--- What needs to be done ---
Reproduce the passage of the mailing-list post on mutable and immutable sets from "[Python-ideas] unify usage" to "tree. # O(log n)", word for word.

--- Selected extract ---
[Python-ideas] unify usage of mutable and immutable objects
Neil Girdhar
mistersheik at gmail.com
Sat Apr 1 01:17:13 EDT 2017
On Tuesday, February 28, 2017 at 6:48:42 PM UTC-5, 语言破碎处 wrote:
>
> > A hypothetical frozenset.pop() is also necessarily O(N). It needs to
> copy N-1 elements into the new (smaller) frozenset object. So this isn't
> an argument.
> Pop tuple/frozenset(standard one) gain no benefit. # O(n)
> It is a different story for balanced tree. # O(log n)
>
> > Sounds like `collections.deque` might be what you want (for concurrency,
> not for immutability). But a local copy will require, by definition, a
> *copy* operation either way.
> My intent is to unify "SET" interface, not for to using deque.
> I want something that is SET can use anywhere regardless mutable or
> not.
> And the idiom SHOULD work for other type.
>
> WHY set.add / list.sort return None?
> if return self, someone may think it don't modify the orignal object.
> so, mutable object will have different methods.
> Such differences are good UNLESS we want to ignore it explictly.
> We need a uniform way to make a interface suitable for both cases.
>
>
collections.abc.Set is the uniform interface suitable for mutable and
immutable sets:
https://docs.python.org/3/library/collections.abc.html
It contains:
__contains__, __iter__, __len__ __le__, __lt__, __eq__, __ne__, __gt__,
__ge__, __and__, __or__, __sub__, __xor__, and isdisjoint
Is there something missing? I don't think add should be there. I think if
you want to start mutating a (possibly immutable) set, you should convert
it to set (pay the linear cost up-front) and then start mutating it.

--- Provided records ---
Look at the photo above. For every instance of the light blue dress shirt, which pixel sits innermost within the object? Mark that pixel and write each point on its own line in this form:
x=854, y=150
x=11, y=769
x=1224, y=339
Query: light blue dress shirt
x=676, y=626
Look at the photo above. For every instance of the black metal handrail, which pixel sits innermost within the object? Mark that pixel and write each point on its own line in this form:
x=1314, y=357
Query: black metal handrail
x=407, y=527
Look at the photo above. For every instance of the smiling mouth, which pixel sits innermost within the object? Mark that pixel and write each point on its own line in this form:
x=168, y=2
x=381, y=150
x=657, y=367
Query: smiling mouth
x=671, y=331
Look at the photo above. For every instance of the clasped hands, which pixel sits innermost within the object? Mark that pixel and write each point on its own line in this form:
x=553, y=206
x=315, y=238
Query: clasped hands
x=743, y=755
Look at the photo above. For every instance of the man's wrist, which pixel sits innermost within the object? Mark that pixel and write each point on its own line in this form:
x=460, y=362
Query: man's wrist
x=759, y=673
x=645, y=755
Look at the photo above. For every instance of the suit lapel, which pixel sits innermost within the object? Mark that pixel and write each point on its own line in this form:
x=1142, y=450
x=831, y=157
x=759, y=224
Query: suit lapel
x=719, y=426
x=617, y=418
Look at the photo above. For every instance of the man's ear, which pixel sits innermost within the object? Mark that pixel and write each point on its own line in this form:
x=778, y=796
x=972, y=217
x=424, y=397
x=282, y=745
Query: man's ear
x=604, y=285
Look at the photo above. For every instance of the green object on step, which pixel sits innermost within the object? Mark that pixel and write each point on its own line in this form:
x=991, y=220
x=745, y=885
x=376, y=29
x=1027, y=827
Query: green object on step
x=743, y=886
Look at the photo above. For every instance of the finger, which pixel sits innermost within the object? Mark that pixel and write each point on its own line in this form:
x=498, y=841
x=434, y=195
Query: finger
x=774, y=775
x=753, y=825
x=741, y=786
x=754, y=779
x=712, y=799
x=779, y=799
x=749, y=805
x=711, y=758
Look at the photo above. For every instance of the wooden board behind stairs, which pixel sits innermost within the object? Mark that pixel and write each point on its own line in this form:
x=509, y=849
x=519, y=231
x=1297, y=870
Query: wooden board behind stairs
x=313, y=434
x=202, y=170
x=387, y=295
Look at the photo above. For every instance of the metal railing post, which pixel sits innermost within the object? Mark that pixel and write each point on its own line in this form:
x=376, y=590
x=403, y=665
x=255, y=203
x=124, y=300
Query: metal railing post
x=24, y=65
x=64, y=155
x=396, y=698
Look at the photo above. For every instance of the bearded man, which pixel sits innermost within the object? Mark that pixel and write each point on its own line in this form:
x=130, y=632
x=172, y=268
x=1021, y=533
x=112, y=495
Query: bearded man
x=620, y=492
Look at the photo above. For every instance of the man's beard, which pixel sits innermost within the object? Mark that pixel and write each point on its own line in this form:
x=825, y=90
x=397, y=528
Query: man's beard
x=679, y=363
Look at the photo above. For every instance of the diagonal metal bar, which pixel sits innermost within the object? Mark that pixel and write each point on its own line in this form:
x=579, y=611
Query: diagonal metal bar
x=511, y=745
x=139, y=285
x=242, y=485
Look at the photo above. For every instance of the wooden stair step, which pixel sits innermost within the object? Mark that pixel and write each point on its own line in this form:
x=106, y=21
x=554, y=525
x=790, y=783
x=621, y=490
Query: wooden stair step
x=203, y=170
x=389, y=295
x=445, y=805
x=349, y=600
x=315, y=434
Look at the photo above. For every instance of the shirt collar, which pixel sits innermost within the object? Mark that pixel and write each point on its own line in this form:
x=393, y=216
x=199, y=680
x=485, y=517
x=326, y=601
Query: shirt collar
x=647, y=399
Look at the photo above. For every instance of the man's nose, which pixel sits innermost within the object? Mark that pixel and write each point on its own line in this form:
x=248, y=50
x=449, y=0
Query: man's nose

--- Task answer ---
[Python-ideas] unify usage of mutable and immutable objects
Neil Girdhar
mistersheik at gmail.com
Sat Apr 1 01:17:13 EDT 2017
On Tuesday, February 28, 2017 at 6:48:42 PM UTC-5, 语言破碎处 wrote:
>
> > A hypothetical frozenset.pop() is also necessarily O(N). It needs to
> copy N-1 elements into the new (smaller) frozenset object. So this isn't
> an argument.
> Pop tuple/frozenset(standard one) gain no benefit. # O(n)
> It is a different story for balanced tree. # O(log n)